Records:
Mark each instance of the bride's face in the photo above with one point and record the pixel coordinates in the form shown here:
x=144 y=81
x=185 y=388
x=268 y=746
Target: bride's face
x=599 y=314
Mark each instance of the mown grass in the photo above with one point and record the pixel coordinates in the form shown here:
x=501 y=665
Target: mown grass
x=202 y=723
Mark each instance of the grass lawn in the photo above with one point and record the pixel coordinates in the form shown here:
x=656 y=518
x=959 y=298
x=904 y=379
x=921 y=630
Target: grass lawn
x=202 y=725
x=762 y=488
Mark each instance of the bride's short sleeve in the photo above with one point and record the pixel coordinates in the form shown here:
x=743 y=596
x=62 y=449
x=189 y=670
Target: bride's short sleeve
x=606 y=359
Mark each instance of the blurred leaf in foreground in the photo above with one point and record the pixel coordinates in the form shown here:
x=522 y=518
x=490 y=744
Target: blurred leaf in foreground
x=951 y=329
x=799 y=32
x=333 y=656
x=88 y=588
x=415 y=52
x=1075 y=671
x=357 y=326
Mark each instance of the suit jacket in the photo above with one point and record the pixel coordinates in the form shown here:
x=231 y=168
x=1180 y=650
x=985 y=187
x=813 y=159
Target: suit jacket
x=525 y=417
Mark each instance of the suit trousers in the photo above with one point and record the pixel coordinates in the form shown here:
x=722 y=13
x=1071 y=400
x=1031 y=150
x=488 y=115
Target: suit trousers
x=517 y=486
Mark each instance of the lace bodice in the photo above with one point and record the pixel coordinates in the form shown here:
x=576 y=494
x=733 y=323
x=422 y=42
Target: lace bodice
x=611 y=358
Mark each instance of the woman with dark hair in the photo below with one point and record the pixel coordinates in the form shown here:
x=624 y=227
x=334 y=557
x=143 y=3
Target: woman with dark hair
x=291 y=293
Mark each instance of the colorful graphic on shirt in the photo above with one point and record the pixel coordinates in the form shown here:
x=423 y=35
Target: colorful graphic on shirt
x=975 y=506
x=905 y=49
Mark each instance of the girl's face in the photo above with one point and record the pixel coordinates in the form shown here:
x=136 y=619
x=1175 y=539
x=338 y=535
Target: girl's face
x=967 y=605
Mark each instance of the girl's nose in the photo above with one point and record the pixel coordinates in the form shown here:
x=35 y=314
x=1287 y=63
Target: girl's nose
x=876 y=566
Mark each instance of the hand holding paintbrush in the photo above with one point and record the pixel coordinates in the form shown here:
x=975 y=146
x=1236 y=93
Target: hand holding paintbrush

WORK REQUIRED =>
Render every line of the items above as a Markdown table with the columns "Row" and "Line", numbering each row and omitting blank lines.

WRITTEN RESPONSE =>
| Row | Line |
|---|---|
| 1 | Mark each instance of the bride's face in the photo above with one point and record the pixel coordinates in the form shown here: |
| 2 | x=144 y=81 |
| 3 | x=185 y=388 |
| 4 | x=268 y=746 |
| 5 | Target: bride's face |
| 6 | x=599 y=314 |
| 7 | Mark each instance of the mown grass in the photo above with one point and record the pixel coordinates in the form shown here: |
| 8 | x=501 y=665 |
| 9 | Target: mown grass |
| 10 | x=202 y=723 |
| 11 | Mark each instance of the grass lawn in the photo above with one point and record the pixel coordinates in the form shown here: |
| 12 | x=656 y=518 |
| 13 | x=959 y=298 |
| 14 | x=904 y=379 |
| 15 | x=921 y=630 |
| 16 | Target: grass lawn |
| 17 | x=202 y=725 |
| 18 | x=762 y=488 |
| 19 | Mark each instance of the bride's short sleeve in the photo above with one point and record the pixel coordinates in the form shown here: |
| 20 | x=743 y=596 |
| 21 | x=62 y=449 |
| 22 | x=189 y=670 |
| 23 | Target: bride's short sleeve |
| 24 | x=606 y=359 |
| 25 | Mark each instance of the blurred leaf in foreground in the photo above with one point and record the pixel coordinates in the form shown here: |
| 26 | x=522 y=518 |
| 27 | x=490 y=744 |
| 28 | Target: blurred leaf in foreground |
| 29 | x=951 y=329 |
| 30 | x=799 y=32 |
| 31 | x=333 y=656 |
| 32 | x=88 y=588 |
| 33 | x=415 y=52 |
| 34 | x=1075 y=671 |
| 35 | x=357 y=326 |
| 36 | Mark each instance of the suit jacket in the photo above with one point and record the pixel coordinates in the form shown here: |
| 37 | x=231 y=168 |
| 38 | x=1180 y=650 |
| 39 | x=985 y=187 |
| 40 | x=813 y=159 |
| 41 | Target: suit jacket |
| 42 | x=525 y=417 |
| 43 | Mark each instance of the suit trousers in the photo above with one point and record the pixel coordinates in the form shown here: |
| 44 | x=722 y=13 |
| 45 | x=1071 y=400 |
| 46 | x=1031 y=150 |
| 47 | x=488 y=115 |
| 48 | Target: suit trousers |
| 49 | x=517 y=486 |
| 50 | Mark each instance of the lace bodice in the photo above with one point and record the pixel coordinates in the form shown here: |
| 51 | x=576 y=494 |
| 52 | x=733 y=323 |
| 53 | x=422 y=42 |
| 54 | Target: lace bodice |
| 55 | x=611 y=358 |
| 56 | Mark each instance of the woman with dark hair in the photo below with one point and record the pixel coordinates in the form shown here: |
| 57 | x=624 y=227 |
| 58 | x=334 y=557 |
| 59 | x=143 y=3 |
| 60 | Target: woman with dark hair |
| 61 | x=291 y=293 |
| 62 | Mark each instance of the colorful graphic on shirt in the photo above with one point and record the pixel coordinates in the form shown here: |
| 63 | x=423 y=35 |
| 64 | Target: colorful graphic on shirt |
| 65 | x=975 y=506 |
| 66 | x=905 y=49 |
| 67 | Mark each instance of the girl's face in the photo above with one point and record the pixel coordinates in the form shown here: |
| 68 | x=136 y=619 |
| 69 | x=1175 y=539 |
| 70 | x=338 y=535 |
| 71 | Target: girl's face |
| 72 | x=967 y=605 |
| 73 | Mark each instance of the girl's nose in the photo above with one point and record the pixel coordinates in the form shown here: |
| 74 | x=35 y=314 |
| 75 | x=1287 y=63 |
| 76 | Target: girl's nose |
| 77 | x=876 y=566 |
| 78 | Mark each instance of the hand holding paintbrush in the photo above with one point and record the pixel coordinates in the form shown here: |
| 79 | x=975 y=146 |
| 80 | x=1236 y=93 |
| 81 | Target: hand holding paintbrush |